What is being asked. Convert the lines from the start of the records through the line that contains "POLYGON ((71 19, 67" into a Markdown table with the columns "Row" and "Line text," numbering each line and omitting blank lines.

Stored records:
•••••

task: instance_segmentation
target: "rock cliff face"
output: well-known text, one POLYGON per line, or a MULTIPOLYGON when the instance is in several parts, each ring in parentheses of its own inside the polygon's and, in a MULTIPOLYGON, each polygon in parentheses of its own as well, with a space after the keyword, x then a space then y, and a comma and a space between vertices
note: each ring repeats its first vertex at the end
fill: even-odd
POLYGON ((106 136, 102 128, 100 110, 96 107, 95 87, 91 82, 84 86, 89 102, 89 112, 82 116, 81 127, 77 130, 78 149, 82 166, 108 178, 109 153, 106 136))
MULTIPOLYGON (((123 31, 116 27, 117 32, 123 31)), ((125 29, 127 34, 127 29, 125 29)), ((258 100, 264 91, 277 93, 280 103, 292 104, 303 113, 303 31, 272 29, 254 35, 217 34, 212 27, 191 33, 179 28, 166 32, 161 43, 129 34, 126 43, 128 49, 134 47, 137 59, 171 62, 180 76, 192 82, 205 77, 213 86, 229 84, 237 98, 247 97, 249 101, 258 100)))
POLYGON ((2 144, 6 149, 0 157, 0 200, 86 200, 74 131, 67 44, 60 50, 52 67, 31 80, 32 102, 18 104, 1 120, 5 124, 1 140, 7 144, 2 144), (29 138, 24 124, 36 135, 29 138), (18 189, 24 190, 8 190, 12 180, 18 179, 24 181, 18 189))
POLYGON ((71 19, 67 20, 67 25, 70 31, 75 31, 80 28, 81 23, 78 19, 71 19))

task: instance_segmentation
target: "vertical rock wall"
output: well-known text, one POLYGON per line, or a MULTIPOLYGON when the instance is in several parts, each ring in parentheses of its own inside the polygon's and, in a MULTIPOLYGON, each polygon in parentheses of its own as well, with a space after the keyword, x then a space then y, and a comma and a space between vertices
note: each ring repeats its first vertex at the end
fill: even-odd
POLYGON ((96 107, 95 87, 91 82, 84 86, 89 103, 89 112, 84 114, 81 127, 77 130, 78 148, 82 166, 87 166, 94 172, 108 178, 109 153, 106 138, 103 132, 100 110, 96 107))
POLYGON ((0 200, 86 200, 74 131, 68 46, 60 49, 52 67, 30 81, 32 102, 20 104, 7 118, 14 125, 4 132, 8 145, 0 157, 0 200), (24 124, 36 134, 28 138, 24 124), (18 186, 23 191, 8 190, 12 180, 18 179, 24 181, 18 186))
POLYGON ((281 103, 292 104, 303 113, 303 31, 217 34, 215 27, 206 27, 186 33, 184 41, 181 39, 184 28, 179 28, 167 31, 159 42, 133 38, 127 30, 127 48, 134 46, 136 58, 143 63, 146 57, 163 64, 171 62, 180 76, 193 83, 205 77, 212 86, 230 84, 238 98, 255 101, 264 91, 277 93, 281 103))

•••••

Response.
| Row | Line text |
|---|---|
| 1 | task: instance_segmentation |
| 2 | target: "rock cliff face" |
| 3 | output: well-known text, one POLYGON per line, or a MULTIPOLYGON when the instance is in several parts, each ring in parentheses of its own inside the polygon's and, in a MULTIPOLYGON, each polygon in parentheses of its own as well, with a space after the keyword, x then a space then y, and a comma and a space between vertices |
| 4 | note: each ring repeats its first vertex at the end |
| 5 | fill: even-odd |
| 6 | POLYGON ((106 136, 102 128, 100 110, 96 107, 95 87, 91 82, 84 86, 89 102, 89 112, 82 116, 81 127, 77 130, 78 149, 82 166, 108 178, 109 153, 106 136)) |
| 7 | MULTIPOLYGON (((123 31, 116 27, 117 32, 123 31)), ((125 29, 127 34, 127 29, 125 29)), ((258 100, 264 91, 277 93, 280 103, 292 104, 303 113, 303 31, 272 29, 254 35, 217 34, 212 27, 191 33, 179 28, 166 32, 161 43, 129 34, 126 43, 128 49, 134 47, 137 59, 171 62, 180 76, 192 82, 205 77, 213 86, 229 84, 237 98, 247 97, 249 101, 258 100))) |
| 8 | POLYGON ((2 144, 6 149, 0 157, 0 200, 86 200, 74 131, 67 44, 60 50, 52 67, 31 80, 32 102, 18 104, 1 120, 5 124, 1 140, 7 144, 2 144), (29 138, 24 124, 36 135, 29 138), (18 189, 24 190, 8 190, 12 180, 18 179, 24 181, 18 189)) |
| 9 | POLYGON ((71 19, 67 20, 67 25, 70 31, 75 31, 80 28, 81 23, 78 19, 71 19)) |